(EXCERTO DO TEXTO):
..........
27.4.24

Grande Angular - A História feita crime

Por António Barreto

Vários mestres nos advertiram: “Não devemos proclamar glórias que não são as nossas”! O tema é inspirador. Não nos devemos gabar do que outros fizeram bem. Nem arrepender do que outros fizeram mal. É verdade que podemos sentir emoção, quando pensamos nos feitos de portugueses ao longo de oito séculos. Mas os feitos são deles, não nossos. E os crimes deles a eles pertencem, não a nós. Imaginar que “nós” somos todos, Vasco da Gama, Luís de Camões, Fernando Pessoa e nós próprios, é de uma presunção estúpida que só a gabarolice nacionalista explica. Pensar que “nós” somos todos, os que queimaram aldeias e escravizaram populações, é de uma tal patologia narcisista que custa a entender.
..........
(Uma série de linhas):
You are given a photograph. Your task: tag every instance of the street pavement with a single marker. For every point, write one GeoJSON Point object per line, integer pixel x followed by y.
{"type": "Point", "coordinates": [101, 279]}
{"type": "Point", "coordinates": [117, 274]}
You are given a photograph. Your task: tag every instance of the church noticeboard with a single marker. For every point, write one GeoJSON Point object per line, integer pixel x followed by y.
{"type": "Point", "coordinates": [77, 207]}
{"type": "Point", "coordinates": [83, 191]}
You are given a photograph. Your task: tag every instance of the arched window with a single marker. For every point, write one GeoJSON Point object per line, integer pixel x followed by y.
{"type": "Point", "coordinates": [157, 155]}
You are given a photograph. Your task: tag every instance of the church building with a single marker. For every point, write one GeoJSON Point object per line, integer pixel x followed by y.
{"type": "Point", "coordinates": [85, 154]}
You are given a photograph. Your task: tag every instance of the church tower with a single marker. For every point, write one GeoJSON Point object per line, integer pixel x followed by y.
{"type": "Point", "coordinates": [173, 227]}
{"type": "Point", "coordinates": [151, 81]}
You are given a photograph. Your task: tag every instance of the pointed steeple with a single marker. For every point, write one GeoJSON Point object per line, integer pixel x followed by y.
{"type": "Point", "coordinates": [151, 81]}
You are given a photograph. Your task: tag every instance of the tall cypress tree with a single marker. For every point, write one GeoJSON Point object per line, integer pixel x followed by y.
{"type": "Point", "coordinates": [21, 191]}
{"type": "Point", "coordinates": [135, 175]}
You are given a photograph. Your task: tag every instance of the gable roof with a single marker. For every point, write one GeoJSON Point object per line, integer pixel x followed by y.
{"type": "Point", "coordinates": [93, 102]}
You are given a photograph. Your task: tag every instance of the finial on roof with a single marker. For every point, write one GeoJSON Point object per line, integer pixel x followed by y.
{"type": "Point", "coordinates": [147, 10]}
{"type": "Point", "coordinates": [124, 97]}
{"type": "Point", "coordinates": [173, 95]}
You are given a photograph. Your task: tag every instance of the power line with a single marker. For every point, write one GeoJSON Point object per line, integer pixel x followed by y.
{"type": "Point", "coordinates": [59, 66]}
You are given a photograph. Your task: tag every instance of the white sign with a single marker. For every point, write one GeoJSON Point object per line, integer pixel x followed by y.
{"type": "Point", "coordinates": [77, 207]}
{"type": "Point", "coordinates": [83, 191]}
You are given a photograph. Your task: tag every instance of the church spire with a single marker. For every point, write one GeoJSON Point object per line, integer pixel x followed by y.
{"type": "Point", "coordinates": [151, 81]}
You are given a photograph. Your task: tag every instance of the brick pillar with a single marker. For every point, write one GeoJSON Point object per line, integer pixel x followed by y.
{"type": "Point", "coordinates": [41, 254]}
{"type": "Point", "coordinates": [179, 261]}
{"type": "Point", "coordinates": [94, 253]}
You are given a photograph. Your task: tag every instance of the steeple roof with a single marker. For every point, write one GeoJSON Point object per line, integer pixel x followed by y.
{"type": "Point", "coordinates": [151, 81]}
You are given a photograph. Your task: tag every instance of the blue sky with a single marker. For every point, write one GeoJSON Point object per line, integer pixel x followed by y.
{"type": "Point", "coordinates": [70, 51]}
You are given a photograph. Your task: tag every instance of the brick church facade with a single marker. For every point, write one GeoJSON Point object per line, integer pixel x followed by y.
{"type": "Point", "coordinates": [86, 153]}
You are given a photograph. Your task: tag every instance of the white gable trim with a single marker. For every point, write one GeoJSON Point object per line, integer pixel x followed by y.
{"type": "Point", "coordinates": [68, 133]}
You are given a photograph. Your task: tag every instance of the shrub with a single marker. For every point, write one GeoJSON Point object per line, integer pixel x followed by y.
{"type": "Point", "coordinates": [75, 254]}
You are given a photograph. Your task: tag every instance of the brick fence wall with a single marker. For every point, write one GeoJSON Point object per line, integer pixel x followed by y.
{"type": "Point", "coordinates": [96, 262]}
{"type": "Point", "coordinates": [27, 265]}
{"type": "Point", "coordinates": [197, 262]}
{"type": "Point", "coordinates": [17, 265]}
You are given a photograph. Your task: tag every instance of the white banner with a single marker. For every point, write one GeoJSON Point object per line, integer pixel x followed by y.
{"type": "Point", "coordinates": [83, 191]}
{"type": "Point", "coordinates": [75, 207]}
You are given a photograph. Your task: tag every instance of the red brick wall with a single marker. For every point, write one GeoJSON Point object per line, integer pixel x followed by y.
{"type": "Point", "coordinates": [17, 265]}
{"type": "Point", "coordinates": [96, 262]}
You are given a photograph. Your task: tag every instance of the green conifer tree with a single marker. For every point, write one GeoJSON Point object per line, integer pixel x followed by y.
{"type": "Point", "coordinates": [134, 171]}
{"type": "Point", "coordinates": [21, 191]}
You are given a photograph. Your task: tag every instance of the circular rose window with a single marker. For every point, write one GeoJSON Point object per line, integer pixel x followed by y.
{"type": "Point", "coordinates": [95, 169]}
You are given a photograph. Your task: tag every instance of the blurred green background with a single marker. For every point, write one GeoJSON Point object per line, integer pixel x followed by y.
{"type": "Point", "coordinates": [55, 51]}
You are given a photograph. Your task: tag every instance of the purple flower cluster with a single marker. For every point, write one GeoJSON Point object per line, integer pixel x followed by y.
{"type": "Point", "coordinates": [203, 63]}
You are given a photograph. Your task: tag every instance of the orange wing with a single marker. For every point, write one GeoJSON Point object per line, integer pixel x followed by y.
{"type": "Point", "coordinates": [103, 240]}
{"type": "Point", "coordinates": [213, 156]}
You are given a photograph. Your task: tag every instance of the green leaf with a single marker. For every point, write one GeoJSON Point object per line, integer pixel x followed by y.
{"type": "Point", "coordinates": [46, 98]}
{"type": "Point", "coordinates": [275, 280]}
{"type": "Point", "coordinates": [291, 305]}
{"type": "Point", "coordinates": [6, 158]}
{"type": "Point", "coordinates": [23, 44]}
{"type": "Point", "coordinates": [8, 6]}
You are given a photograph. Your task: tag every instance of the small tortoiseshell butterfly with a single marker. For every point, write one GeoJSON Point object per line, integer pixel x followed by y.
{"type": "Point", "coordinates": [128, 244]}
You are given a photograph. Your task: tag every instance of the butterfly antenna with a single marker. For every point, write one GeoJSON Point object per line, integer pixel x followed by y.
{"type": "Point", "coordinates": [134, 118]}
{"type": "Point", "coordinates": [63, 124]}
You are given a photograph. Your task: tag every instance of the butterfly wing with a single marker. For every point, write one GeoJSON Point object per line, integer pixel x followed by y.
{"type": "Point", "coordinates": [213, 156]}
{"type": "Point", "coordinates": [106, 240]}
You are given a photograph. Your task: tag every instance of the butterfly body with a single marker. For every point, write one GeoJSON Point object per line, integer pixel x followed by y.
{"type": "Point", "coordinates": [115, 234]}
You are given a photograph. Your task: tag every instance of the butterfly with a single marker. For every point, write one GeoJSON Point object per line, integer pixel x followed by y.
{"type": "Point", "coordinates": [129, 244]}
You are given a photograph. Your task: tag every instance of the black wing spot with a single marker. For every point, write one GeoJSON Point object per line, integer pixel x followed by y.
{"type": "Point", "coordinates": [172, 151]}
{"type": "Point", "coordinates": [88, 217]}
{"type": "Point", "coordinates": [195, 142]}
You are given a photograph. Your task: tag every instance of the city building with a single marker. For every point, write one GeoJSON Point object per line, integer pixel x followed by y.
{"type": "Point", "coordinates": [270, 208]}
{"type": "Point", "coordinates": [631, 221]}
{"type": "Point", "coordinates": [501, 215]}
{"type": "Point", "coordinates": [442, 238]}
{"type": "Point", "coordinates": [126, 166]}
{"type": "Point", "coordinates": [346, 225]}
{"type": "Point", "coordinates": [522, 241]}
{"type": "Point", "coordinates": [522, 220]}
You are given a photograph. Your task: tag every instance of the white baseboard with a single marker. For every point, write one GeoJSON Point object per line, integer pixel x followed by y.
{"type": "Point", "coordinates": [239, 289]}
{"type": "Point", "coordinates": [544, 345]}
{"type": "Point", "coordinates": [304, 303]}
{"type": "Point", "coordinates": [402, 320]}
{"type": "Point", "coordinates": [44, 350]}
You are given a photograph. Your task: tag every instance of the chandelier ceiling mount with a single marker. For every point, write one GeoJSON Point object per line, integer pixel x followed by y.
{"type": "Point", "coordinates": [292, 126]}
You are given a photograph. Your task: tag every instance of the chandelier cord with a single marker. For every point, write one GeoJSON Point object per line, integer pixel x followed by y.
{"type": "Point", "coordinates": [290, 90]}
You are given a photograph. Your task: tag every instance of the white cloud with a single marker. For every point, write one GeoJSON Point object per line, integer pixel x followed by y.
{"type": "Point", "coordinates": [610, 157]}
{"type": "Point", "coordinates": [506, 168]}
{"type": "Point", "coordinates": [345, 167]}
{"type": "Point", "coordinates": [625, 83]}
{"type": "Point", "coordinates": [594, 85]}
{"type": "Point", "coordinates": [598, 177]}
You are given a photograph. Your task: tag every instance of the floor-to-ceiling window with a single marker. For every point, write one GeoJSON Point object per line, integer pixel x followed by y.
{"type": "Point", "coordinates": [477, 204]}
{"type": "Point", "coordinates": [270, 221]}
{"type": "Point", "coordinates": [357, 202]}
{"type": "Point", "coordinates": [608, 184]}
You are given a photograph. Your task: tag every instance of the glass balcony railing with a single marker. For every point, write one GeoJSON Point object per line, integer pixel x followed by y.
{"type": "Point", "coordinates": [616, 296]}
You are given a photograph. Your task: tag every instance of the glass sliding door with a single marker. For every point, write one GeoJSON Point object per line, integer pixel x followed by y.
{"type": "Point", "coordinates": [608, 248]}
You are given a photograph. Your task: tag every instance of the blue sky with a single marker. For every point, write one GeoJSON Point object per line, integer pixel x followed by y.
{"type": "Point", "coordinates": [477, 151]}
..........
(INSTRUÇÕES E REQUISITOS): Transcreva, sem qualquer alteração, o trecho do texto sobre a História feita crime que começa nas palavras "Vários mestres nos" e termina após as palavras "custa a entender.".

(EXERCÍCIO RESOLVIDO):
Vários mestres nos advertiram: “Não devemos proclamar glórias que não são as nossas”! O tema é inspirador. Não nos devemos gabar do que outros fizeram bem. Nem arrepender do que outros fizeram mal. É verdade que podemos sentir emoção, quando pensamos nos feitos de portugueses ao longo de oito séculos. Mas os feitos são deles, não nossos. E os crimes deles a eles pertencem, não a nós. Imaginar que “nós” somos todos, Vasco da Gama, Luís de Camões, Fernando Pessoa e nós próprios, é de uma presunção estúpida que só a gabarolice nacionalista explica. Pensar que “nós” somos todos, os que queimaram aldeias e escravizaram populações, é de uma tal patologia narcisista que custa a entender.